WHAT IS REQUIRED ▸ Return every record verbatim.

[Saved entries]
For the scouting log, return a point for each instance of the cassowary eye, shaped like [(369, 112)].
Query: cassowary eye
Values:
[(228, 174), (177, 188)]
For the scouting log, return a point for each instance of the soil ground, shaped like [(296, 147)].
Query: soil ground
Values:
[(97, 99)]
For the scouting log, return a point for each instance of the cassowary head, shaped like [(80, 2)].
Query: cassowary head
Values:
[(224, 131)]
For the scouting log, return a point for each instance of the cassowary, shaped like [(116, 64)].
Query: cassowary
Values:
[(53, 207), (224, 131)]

YOUR SOLUTION ▸
For the scouting log, return a point for each instance of the cassowary eye, shaped like [(369, 112)].
Query: cassowary eye
Values:
[(228, 174), (177, 188)]
For the scouting log, return a point for each instance of the soil ground, shaped like [(296, 147)].
Query: soil ground
Values:
[(97, 99)]
For the scouting log, return a point for each instance of the cassowary head, shaped like [(80, 2)].
Query: cassowary head
Values:
[(224, 131)]
For the scouting log, return a point for each instance of the cassowary, shaped like [(116, 64)].
Query: cassowary
Values:
[(53, 207), (224, 131)]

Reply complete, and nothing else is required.